Grosses délivrées RÉPUBLIQUE FRANÇAISE
aux parties le :AU NOM DU PEUPLE FRANÇAIS
COUR D'APPEL DE PARIS
Pôle 2 - Chambre 2
ARRÊT DU 9 MARS 2012
(n° 2012- , 5 pages)
Numéro d'inscription au répertoire général : 10/15860
Sur renvoi après un arrêt de la Cour de Cassation en date 26 mai 2010, arrêt n°560F-P+B, emportant cassation d' un arrêt de la Cour d'Appel de PARIS (1ère Chambre-Section A) en date du 17 février 2009, RG 08/04742 sur appel d'un jugement du Tribunal de grande Instance de Paris en date du 27 juillet 2006 ( 1ère Chambre- 1ère Section)- RG 05/05426
DEMANDERESSE:
S.A. LE GROUPEMENT POUR LE FINANCEMENT DES OUVRAGES DE BÂTIMENT TRAVAUX PUBLICS ET ACTIVITÉS ANNEXES (GOBTP)

*Consigne*.
Pouvez-vous reprendre, dans l'arrêt, le passage qui va de « Grosses délivrées RÉPUBLIQUE » jusqu'à « 2012- , 5 pages) » en changeant « MARS » en « AVRIL » ? Les lignes qui suivent n'interviennent en rien dans ce travail.

*Données fournies*.
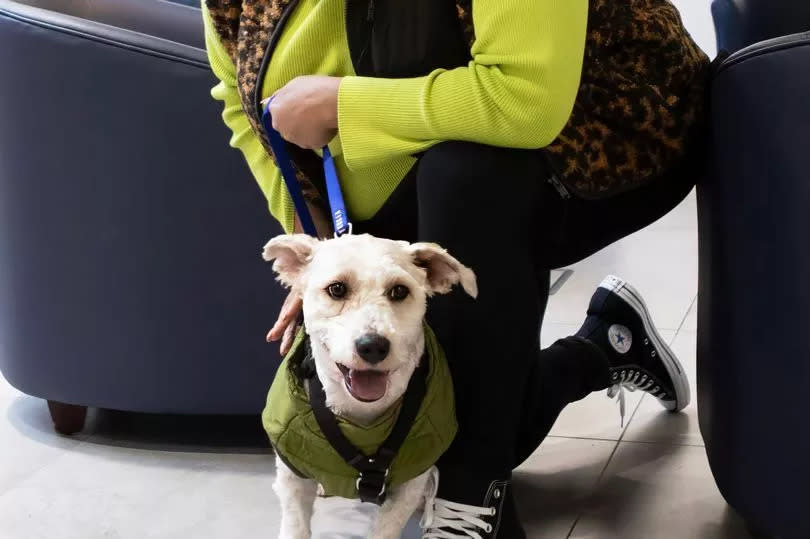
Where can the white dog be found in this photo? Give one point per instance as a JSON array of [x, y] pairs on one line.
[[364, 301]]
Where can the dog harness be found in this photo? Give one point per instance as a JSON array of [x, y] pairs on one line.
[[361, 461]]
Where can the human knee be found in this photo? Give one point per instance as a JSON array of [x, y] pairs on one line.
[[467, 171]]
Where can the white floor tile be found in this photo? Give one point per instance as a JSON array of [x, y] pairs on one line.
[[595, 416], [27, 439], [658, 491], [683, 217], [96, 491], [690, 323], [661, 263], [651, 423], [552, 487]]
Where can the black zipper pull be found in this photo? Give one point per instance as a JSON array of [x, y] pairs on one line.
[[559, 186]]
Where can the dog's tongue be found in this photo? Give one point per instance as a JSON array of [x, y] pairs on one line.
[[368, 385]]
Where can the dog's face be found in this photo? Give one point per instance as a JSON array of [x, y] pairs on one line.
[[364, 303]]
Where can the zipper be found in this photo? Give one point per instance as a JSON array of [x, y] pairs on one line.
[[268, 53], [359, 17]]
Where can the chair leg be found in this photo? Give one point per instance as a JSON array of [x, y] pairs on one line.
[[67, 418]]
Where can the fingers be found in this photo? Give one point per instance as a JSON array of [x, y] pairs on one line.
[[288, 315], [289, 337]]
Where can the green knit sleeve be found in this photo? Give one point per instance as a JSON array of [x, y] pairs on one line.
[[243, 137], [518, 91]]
==
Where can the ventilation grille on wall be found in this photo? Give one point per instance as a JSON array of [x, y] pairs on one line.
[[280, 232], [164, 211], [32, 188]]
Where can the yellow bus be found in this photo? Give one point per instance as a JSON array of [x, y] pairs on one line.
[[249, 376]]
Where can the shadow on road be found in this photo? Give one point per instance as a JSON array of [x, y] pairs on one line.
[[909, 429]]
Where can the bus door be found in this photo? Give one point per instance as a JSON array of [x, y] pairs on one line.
* * *
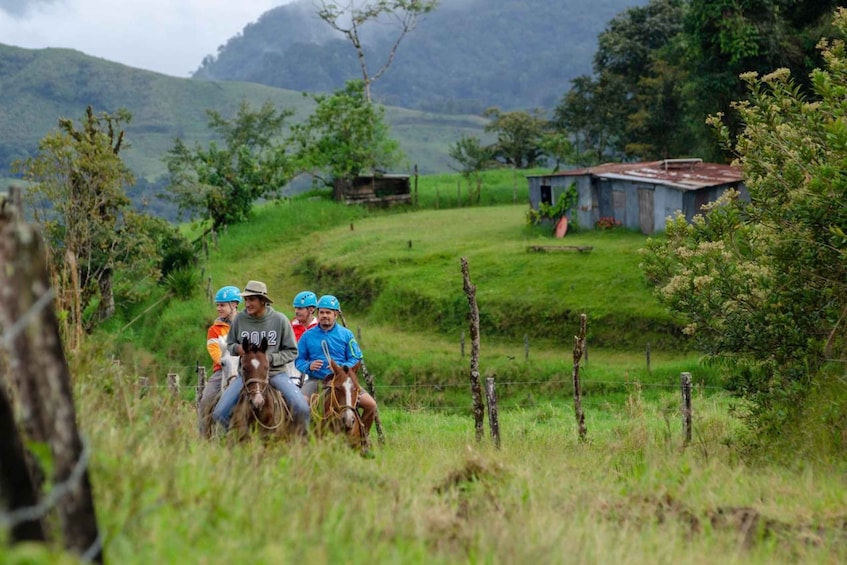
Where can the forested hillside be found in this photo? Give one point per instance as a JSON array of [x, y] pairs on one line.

*Résultat*.
Grosses délivrées RÉPUBLIQUE FRANÇAISE
aux parties le :AU NOM DU PEUPLE FRANÇAIS
COUR D'APPEL DE PARIS
Pôle 2 - Chambre 2
ARRÊT DU 9 AVRIL 2012
(n° 2012- , 5 pages)